→ **PEDIDO A**: Segundo o texto sobre as tarifas e os fabricantes chineses de enfeites de Natal, qual porcentagem dos itens natalinos vendidos pelas varejistas americanas vem da China?
→ **PEDIDO B**: Dê sequência ao texto sobre as tarifas e os fabricantes chineses de enfeites de Natal, começando logo após a última frase apresentada.

→ **TRECHO DO TEXTO**:
════════════════════
No país alvo da ira tarifária de Donald Trump, a estratégia também tem sido esperar para ver. Os fabricantes chineses de decorações de Natal, como árvores de plástico e bolas, relatam não ter recebido ainda encomendas de seus clientes americanos, que normalmente já teriam sido feitas nesta época do ano, segundo a agência Reuters. A culpa, dizem, é das tarifas anunciadas de Trump.

A China é responsável por 87% dos itens natalinos vendidos pelas varejistas americanas, um comércio em torno de US$ 4 bilhões. As fabricantes chinesas dependem das encomendas dos EUA, para onde vendem cerca de metade de sua produção.

Reação dos mercados — Foto: Criação O Globo
Reação dos mercados — Foto: Criação O Globo

— Até agora, nenhum de meus clientes americanos fez pedidos — disse à Reuters Qun Ying, que gerencia uma fábrica de árvores de Natal. — Em meados de abril, normalmente todos os pedidos estão finalizados, mas agora… Talvez os clientes americanos não comprem nada este ano.

Jessica Guo, à frente de outra fábrica, conta depender dos pedidos dos EUA para manter seu negócio. Sem eles, teme ter de fechar as portas.

Preços já sobem nos sites

Chen Qingxin, dono de uma fábrica de brinquedos, teve o pedido de um cliente americano cancelado minutos antes de as tarifas para a China entrarem em vigor, no dia 9. Feita em março, a encomenda seria despachada em junho. Chen disse ao Wall Street Journal que “não há mais espaço para negociar”, porque nem ele nem o cliente, com quem trabalha há dez anos, podem arcar com o peso das tarifas.

Nas plataformas de e-commerce, revela o Financial Times, os vendedores chineses já estão elevando seus preços em até 70% para consumidores dos EUA.

Tarifaço:Trump reconhece ‘custos e problemas da transição tarifária’, mas se diz ‘feliz sobre como o país está se saindo’

— É muito difícil fazer planos agora — disse ao FT Hu Jianlong, diretor executivo da consultoria de e-commerce Brands Factory.
════════════════════
→ **DADOS FORNECIDOS**:
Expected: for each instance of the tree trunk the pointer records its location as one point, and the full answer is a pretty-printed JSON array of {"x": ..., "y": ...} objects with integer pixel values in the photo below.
════════════════════
→ **RESPOSTA A**: A China responde por 87% desses itens.

→ **RESPOSTA B**:
Wang Xin, o presidente da Associação Transnacional de E-commerce de Shenzhen, disse ao FT que os vendedores do país não serão capazes de bancar as tarifas. Os membros da associação, diz, vendem aos EUA tanto por Shein e Temu quanto pela Amazon.

Empresas de frete marítimo na China contam que encomendas para os EUA têm sido canceladas. Um representante do setor que não quis ser identificado contou ao FT que um pedido com cerca de cem contêineres com destino a Houston está em suspenso, aguardando confirmação. Segundo ele, “as coisas mudam de uma hora para outra”.

Mercados seguem abalados

O terremoto tarifário de Trump segue abalando os mercados financeiros em todo o mundo. As Bolsas tiveram fortes quedas em Nova York, enquanto aqui o Ibovespa recuou 1,13%, aos 126.355 pontos. O dólar comercial avançou 0,92%, a R$ 5,898.

O Dow Jones, formado pelas 30 maiores empresas dos EUA, recuou 2,50%, e o S&P 500, que reúne 500 companhias de diversos setores, perdeu 3,46%. O Nasdaq, índice composto por papéis do setor de tecnologia, sofreu um tombo de 4,31%. Na quarta-feira, eles haviam registrado suas maiores altas em mais de dez anos.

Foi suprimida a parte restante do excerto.